• **TEXTE FOURNI**
:::::

Cette découverte, qui intervient alors que des nuées record de criquets ont dévasté les cultures d'Afrique de l'Est et menacent l'approvisionnement alimentaire au Pakistan, permet d'envisager certaines applications.

Comme la création de criquets génétiquement modifiés qui seraient privés du détecteur de la phéromone, ou la mise en place de pièges pour attirer les insectes.

Les chercheurs ont expérimenté cette dernière hypothèse, installant des pièges à phéromone dans des environnements contrôlés et dans des champs, qui ont effectivement attiré les criquets. C'est « relativement efficace », même « si une optimisation et des ajustements sont nécessaires pour passer de l'expérimentation à une application pratique », a commenté l'un des auteurs, Le Kang, de l'Académie des sciences chinoise.

:::::

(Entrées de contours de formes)
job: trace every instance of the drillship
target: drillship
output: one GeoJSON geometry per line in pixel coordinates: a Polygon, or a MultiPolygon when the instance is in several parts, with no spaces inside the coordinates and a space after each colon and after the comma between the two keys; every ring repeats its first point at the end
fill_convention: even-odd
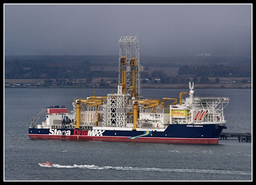
{"type": "Polygon", "coordinates": [[[194,96],[194,83],[178,98],[145,99],[141,95],[138,37],[119,41],[117,93],[75,98],[70,113],[64,106],[50,106],[31,119],[33,139],[217,144],[226,128],[223,109],[227,97],[194,96]],[[189,97],[183,99],[183,95],[189,97]],[[165,102],[173,103],[165,106],[165,102]],[[46,120],[37,123],[42,115],[46,120]]]}

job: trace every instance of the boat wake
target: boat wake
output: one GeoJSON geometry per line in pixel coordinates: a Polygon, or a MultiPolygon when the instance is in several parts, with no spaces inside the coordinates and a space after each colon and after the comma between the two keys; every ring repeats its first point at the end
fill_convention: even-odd
{"type": "Polygon", "coordinates": [[[241,171],[230,171],[226,170],[198,170],[195,169],[178,169],[178,168],[140,168],[137,167],[122,167],[122,166],[98,166],[95,165],[62,165],[57,164],[53,164],[52,166],[55,168],[81,168],[91,169],[92,170],[141,170],[141,171],[156,171],[165,172],[200,172],[208,173],[219,173],[219,174],[239,174],[244,175],[251,175],[251,173],[248,172],[241,171]]]}

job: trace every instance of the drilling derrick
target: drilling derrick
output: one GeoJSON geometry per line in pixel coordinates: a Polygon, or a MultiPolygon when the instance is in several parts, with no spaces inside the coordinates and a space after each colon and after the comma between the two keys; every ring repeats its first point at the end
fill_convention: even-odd
{"type": "Polygon", "coordinates": [[[140,72],[143,67],[139,65],[138,37],[121,37],[119,46],[119,85],[122,93],[130,94],[129,99],[141,97],[140,72]]]}

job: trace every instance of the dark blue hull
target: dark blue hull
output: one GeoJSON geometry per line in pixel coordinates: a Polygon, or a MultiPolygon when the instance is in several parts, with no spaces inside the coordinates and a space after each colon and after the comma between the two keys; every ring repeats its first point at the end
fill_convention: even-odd
{"type": "Polygon", "coordinates": [[[154,128],[150,131],[29,128],[29,137],[35,139],[217,144],[225,128],[217,124],[170,124],[164,131],[154,128]]]}

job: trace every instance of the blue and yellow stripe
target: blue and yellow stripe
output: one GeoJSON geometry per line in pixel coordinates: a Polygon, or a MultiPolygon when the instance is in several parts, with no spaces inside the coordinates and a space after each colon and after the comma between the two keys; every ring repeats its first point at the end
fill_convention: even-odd
{"type": "Polygon", "coordinates": [[[149,135],[151,133],[151,131],[144,131],[144,133],[141,135],[138,135],[137,136],[134,136],[133,137],[129,137],[129,139],[136,139],[139,137],[141,137],[142,136],[146,136],[146,135],[149,135]]]}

:::::

• **CONSIGNE A**
D'après le texte sur les criquets, où les chercheurs ont-ils installé leurs pièges à phéromone ?
• **CONSIGNE B**
Rédigez la suite du texte sur les criquets après sa dernière phrase.

• **RÉSULTAT DE L'EXERCICE A**
Dans des environnements contrôlés et dans des champs.

• **RÉSULTAT DE L'EXERCICE B**
Pour Leslie Vosshall, chercheuse à l'Université Rockefeller, qui n'a pas participé à l'étude, la perspective la plus enthousiasmante serait de trouver une substance chimique qui bloquerait la réception de la 4VA. « La découverte d'une telle molécule fournirait un antidote chimique à l’agrégation des insectes, et renverrait les criquets à leur vie pacifique et solitaire », a-t-elle commenté, à condition toutefois que cette phéromone soit la seule responsable du comportement grégaire des criquets. Ce qui n’est pas prouvé.